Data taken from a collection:
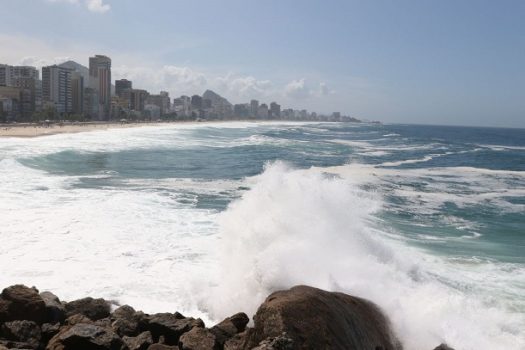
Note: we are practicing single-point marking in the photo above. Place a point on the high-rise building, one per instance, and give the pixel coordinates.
(100, 80)
(77, 93)
(138, 99)
(121, 86)
(254, 108)
(56, 88)
(196, 102)
(275, 110)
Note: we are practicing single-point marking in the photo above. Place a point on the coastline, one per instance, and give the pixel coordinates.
(38, 130)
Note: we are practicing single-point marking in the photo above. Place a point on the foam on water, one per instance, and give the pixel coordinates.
(301, 227)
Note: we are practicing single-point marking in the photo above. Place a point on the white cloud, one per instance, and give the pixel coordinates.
(297, 89)
(97, 6)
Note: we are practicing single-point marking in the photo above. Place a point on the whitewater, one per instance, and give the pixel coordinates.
(207, 219)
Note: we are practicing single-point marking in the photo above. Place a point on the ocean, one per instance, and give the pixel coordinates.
(428, 222)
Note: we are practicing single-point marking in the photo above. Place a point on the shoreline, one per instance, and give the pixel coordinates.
(31, 130)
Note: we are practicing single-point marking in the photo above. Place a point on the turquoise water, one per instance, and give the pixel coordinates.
(427, 221)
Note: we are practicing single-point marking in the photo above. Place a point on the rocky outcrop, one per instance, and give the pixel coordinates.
(316, 319)
(299, 318)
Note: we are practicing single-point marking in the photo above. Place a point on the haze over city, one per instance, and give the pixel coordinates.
(463, 64)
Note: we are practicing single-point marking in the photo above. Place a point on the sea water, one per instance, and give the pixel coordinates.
(428, 222)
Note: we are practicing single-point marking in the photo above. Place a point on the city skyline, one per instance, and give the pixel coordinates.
(364, 59)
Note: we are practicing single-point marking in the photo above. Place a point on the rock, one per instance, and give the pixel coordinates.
(281, 342)
(236, 342)
(95, 309)
(316, 319)
(77, 318)
(198, 339)
(169, 326)
(127, 322)
(22, 331)
(19, 302)
(162, 347)
(140, 342)
(85, 337)
(55, 310)
(48, 331)
(230, 327)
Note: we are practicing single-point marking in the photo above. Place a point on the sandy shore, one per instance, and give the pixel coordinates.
(32, 130)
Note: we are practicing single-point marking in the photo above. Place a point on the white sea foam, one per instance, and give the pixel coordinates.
(298, 227)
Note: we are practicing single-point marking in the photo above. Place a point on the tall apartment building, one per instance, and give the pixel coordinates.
(121, 86)
(56, 88)
(100, 80)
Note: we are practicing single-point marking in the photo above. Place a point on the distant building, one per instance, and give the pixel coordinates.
(161, 100)
(77, 93)
(56, 88)
(196, 102)
(262, 112)
(138, 99)
(275, 110)
(122, 85)
(254, 108)
(100, 80)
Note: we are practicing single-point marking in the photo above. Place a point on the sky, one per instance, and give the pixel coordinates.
(454, 62)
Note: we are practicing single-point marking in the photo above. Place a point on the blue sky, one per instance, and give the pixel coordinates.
(439, 62)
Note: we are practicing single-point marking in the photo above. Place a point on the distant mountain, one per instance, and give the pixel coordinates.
(215, 98)
(77, 67)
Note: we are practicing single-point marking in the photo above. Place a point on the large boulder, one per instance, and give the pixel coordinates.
(55, 310)
(170, 326)
(94, 309)
(84, 336)
(229, 327)
(317, 319)
(19, 302)
(198, 339)
(27, 332)
(140, 342)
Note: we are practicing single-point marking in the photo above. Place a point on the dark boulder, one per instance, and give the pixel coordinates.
(170, 326)
(94, 309)
(27, 332)
(19, 302)
(230, 327)
(162, 347)
(198, 339)
(85, 337)
(317, 319)
(55, 310)
(140, 342)
(127, 322)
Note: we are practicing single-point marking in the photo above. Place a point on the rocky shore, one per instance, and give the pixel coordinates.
(299, 318)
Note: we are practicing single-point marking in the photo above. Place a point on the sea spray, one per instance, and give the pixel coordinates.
(305, 227)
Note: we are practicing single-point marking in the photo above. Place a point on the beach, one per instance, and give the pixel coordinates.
(35, 130)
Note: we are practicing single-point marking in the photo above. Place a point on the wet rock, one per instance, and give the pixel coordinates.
(55, 310)
(48, 331)
(162, 347)
(95, 309)
(77, 318)
(316, 319)
(140, 342)
(19, 302)
(198, 339)
(230, 327)
(27, 332)
(85, 337)
(169, 326)
(281, 342)
(127, 322)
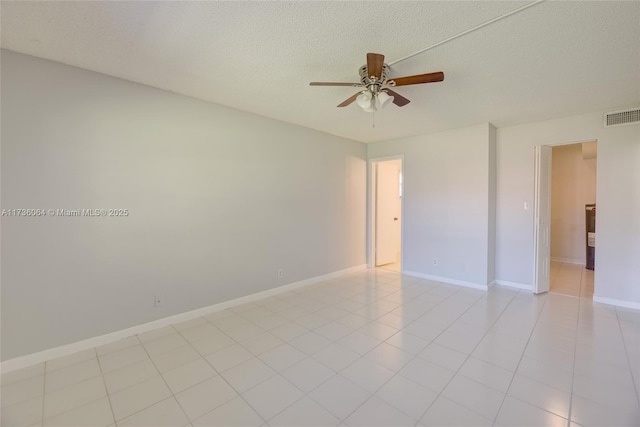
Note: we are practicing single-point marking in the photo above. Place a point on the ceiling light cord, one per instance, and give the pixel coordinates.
(477, 27)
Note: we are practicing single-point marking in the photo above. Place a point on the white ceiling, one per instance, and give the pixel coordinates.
(551, 60)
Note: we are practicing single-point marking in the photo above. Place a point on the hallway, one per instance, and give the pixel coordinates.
(571, 279)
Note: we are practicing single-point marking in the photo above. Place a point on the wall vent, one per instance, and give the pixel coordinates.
(618, 118)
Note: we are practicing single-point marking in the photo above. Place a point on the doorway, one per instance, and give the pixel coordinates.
(386, 224)
(565, 193)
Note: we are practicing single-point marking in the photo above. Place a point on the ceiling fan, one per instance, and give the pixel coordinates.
(377, 92)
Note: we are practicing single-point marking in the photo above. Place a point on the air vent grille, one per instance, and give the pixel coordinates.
(626, 117)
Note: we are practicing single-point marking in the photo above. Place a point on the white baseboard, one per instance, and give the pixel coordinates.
(569, 260)
(68, 349)
(514, 285)
(617, 302)
(446, 280)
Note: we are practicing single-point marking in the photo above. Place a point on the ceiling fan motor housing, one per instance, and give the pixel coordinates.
(371, 83)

* **Problem requirements**:
Please recast the listing as a numbered list, running from the line that contains "ceiling fan, one" through the final line of the listing, with both of those lines included and any blank lines left out.

* **Answer**:
1. Note: we are practicing single-point marking in the photo above. Place a point on the ceiling fan, one per instance, and give the pixel coordinates.
2. (377, 92)
3. Note: we are practicing single-point marking in the photo above. Place a point on the air vent grille, one per instance, and give the pixel coordinates.
4. (626, 117)
5. Note: we are practicing single-point marking in the photo above. Place a point on the white baseboard, one per instance, and give the pixel coordinates.
6. (569, 260)
7. (68, 349)
8. (514, 285)
9. (617, 302)
10. (446, 280)
11. Note: we are practicing single-point marking in the photo above. Place a point on the ceiling fan motor housing, one per instance, and give the pixel coordinates.
12. (371, 83)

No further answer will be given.